## Tareas
1. En el texto sobre el pastor Giges, ¿qué le imponía siempre a la joven de la fila segunda?
2. Prolonga, por favor, el texto sobre el pastor Giges a partir de su última frase.

## Texto de la página
━━━━
Albada 247

(Kokoschka)




GIGES


(26de junio de 2011)



El profesor de filosofía les preguntó a los alumnos su opinión. La joven de la fila segunda que por aquel entonces pensaba y además (por añadidura) “creía” en la bondad intrínseca e innata del ser humano -y por derivación de semejante supuesto en la “solidaridad universal de la Humanidad” (¿¿!!¿?)- levantó la mano y fue deshilvanando, primero con cierto temblor en las manos (lo de hablar en público siempre le imponía) y poco a poco incluso elevando levemente el tono de voz (el razonamiento de su discurso le fue infundiendo valor), todo el argumentario a favor de que el hombre es bueno por naturaleza, etcétera, etcétera y más etcétera.



La clase de ética había comenzado casi como un cuento feliz, -así empiezan a menudo las cosas- leyendo en la Republica de Platón la asombrosa historia del pastor Giges. Sin embargo la pregunta que en medio del relato les planteó el profesor fue tan simple en su enunciado como delicadas y graves las consecuencias de cualquiera de sus posibles respuestas: ¿En caso de poder actuar en su propio beneficio de manera deshonesta, injusta, perjudicial para el prójimo, con la seguridad del secreto total, de que nadie nunca lo llegará a saber, el ser humano lo haría?




Giges mira el anillo que acaba de encontrarse. Brilla el oro entre sus dedos... todavía no sabe que un ligero roce activará su magia y lo volverá invisible. Cuando el simpáticón y afable pastor de Liria descubra la total impunidad que le brinda aquel tesoro, su actitud cambiará radicalmente: sabiéndose invisible, y que va a salir por ello siempre indemne, se cuela en el palacio real, seduce a la reina, mata al rey y se hace con su reino... no rebla ante nada ni nadie para conseguir lo que se le antoja.



En la clase el profesor plantea ahora a sus alumnos la clásica duda sobre la moralidad y la integridad del ser humano: ¿el hombre ama la justicia, lo legítimo y el bien por si mismos, o simplemente los acata y considera por temor al castigo?
━━━━
## Datos

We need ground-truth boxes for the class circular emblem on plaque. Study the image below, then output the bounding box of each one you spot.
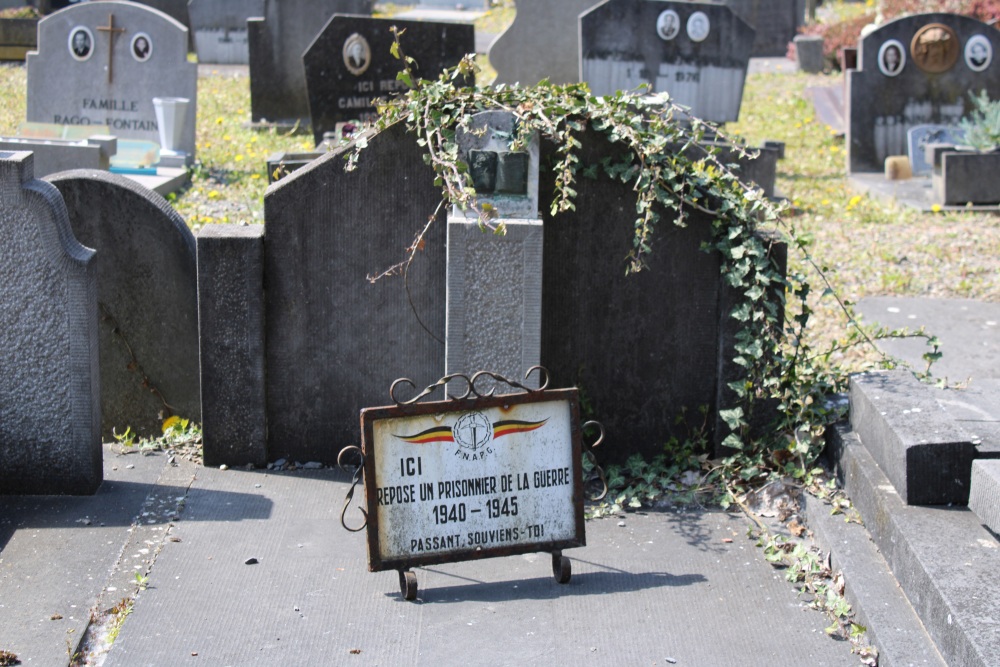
[910,23,960,74]
[131,32,153,63]
[344,33,372,76]
[656,9,681,41]
[451,412,493,451]
[878,39,906,76]
[688,12,712,42]
[965,35,993,72]
[67,25,94,60]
━━━━
## Las respuestas
1. Hablar en público.

2.
Un chico de pelo rubio y rizado, con mucha más seguridad que la chica de la segunda fila (a él siempre se le dio bien la verbosidad, el palique y la facundia), se atreve con la teoría de Glaucon: si tuviéramos el anillo de Giges, dice, si nos supiéramos , hiciéramos lo que hiciéramos inmunes, seríamos malvados por nuestra propia naturaleza, ya que el ser humano sólo es justo por la amenaza de la condena de la ley o por la esperanza de la recompensa a ese buen comportamiento. Sonríe el joven antes de concluir su argumento: el hombre hace el bien hasta que puede hacer el mal sabiendo que nunca va a ser descubierto.




Secretismo, ocultamiento, invisibilidad que nunca deja a la luz el fondo que se esconde tras la capa nacarada. El profesor les lee la última parte del relato de Platón: Sócrates convence a Glaucon de que al fin y al cabo sólo son felices los justos, los “buenos”. Los “otros”, los del anillo, nunca lo serán realmente por mucha felicidad que aparentemente se pueda obtener con la injusticia.




Aquel día la clase terminó aquí. La chica de la segunda fila faltó a la de la semana siguiente y al final se quedó tan sólo con la explicación “buenista” del maestro ateniense. Ahora, sin embargo, con un montón de años más y la vida cargada a la espalda, ha aprendido bien (por experiencia) la otra lección que Sócrates se olvidó de darle a Glaucon: es tanta la cantidad de Giges que cruzan a nuestro lado cada día, son tantos y tan enojosos, que incluso se agradece que sean invisibles y que no nos enteremos “demasiado” de sus manipulaciones. Y piensa que mientras no se les desenmascaré (¡qué cansina tarea por Dios!), será mejor que los “otros” sigan disimulando, protegiéndose, temiendo que pierda alguna vez sus cualidades el fabuloso anillo. Mejor que al menos sean competentes en su ruin impunidad, hábiles como el astuto Giges para que sus compañeros pastores, para que su rey, no se enteren... mejor que nos dejen pensar y además “creer” (de nuevo por añadidura) que vivimos en paz y que nos quieren .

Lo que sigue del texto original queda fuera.